### DOCUMENT
#####

Since we are not recompiling the LaTeX sources for each paper, we must heuristically split the source file into parts, which correspond to different pages. To achieve that we are using the embedded text on the PDF page and match it to source text.
- The label noise strategy is not clear. Is noise added to 10% of labels?
This process continues until the newly sampled number is greater than a specified threshold (in this case, 10%)
- Text vs equations vs tables all have different semantics. Could you comment on which metrics are the most relevant for each text category? It would be interesting to use specific metrics for equation recognition (see the CHROME competition https://www.cs.rit.edu/~rlaz/files/CROHME+TFD%E2%80%932019.pdf)
- The limitation of 4096 tokens seems low for a full page. Did you encounter pages with a larger number of tokens to predict, and how did you handle them? How would this limitation affect document-level recognition (sliding window/patch?).
- Is any post-processing strategy used to normalize section/subsection formatting (example:
##(section) predicted instead of###(subsection)) ? - Adaptability to other languages? While most publications are written in English, some of them are written in other languages. How much work to fine-tune Nougat? (since the tokenizer, dataset, pre-trained models are all specialized for English)
- What if repetitions appear inside the page and not at the end? (ex: a sentence is repeated twice, but after that the model continues reading until the end of the page). In this case your method will not work as it will just stop the generation. 1) does this case happen? 2) how would you deal with this issue?
- Do you handle references to other parts of the page? (Ref to tables, figures in the text?). It might not be crucial when dealing with pages, but it will be useful at document-level.
- Do you handle references to the original image/document (e.g. select a word in the Markdown to highlight it in the PDF)? This feature could be used by users to check an equation if it does not make any sense, for example.
- To go beyond recognition, how could Nougat be adapted to a multitask setting with e.g. Visual Question Answering / Neural Machine Translation / Summarization? It would certainly be useful to allow users to ask questions about the article: ask for an explanation, ask for a reference, ask to translate or summarize...
Errors/typo
- Table A.1. The total does not add up to the number of pages for each source (should be 8,494,841). As a consequence, % for each source are also wrong.
- Typo p9 (last paragraph of section 5.4) "to compute the to the end "

#####

### Coordinate annotation entries
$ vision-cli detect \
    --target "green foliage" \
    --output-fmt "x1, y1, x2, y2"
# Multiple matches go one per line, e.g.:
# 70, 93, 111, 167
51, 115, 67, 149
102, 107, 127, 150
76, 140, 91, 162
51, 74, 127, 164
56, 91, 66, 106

#####

### STATED PROBLEM 1
Answer these questions from the Nougat review:
(a) What token limit does the review call low for a full page?
(b) According to the review, what number should the total in Table A.1 equal?
(c) In which section does the review locate the last paragraph with the typo on p9?
### STATED PROBLEM 2
List every multitask setting that the Nougat review names as a way to adapt Nougat beyond recognition.
### STATED PROBLEM 3
Please extend the Nougat review with a few more lines, starting after its last one.

### TASK RESPONSE 1
(a) 4096 tokens
(b) 8,494,841
(c) Section 5.4

### TASK RESPONSE 2
Visual Question Answering, Neural Machine Translation, Summarization

### TASK RESPONSE 3
Thank you for the thorough review. We agree with your assessments and added more context regarding GROBID in the paper. In Section 5.3, we provide a clarification on the utilization of LaTeX OCR. That might not have been apparent solely from the table, so we included a reference there as well.
Are the scores presented in % for the editdistance metric? This metric is referred to as CER (Character Error Rate) in the document understanding community.
Thank you for the pointer. The scores are not presented in %. We will rename the metric in the paper.
Fig. 2 shows that LaTeX sources are recompiled
Recompiling LaTeX sources using SyncTeX could indeed streamline our data generation process, but it comes at the cost of significantly increased computational requirements. To mitigate this, we have opted for a more general approach by utilizing the original PDF files supplied by the authors. This choice allows us to accommodate various data sources, including cases such as PMC documents where no LaTeX source files are provided. Fig. 2 was only supposed to show the relationship between the tex and pdf files, not to imply that we are recompiling the LaTeX sources for each paper. The image caption does clarify the relationship: “d) the PDF file provided by the authors”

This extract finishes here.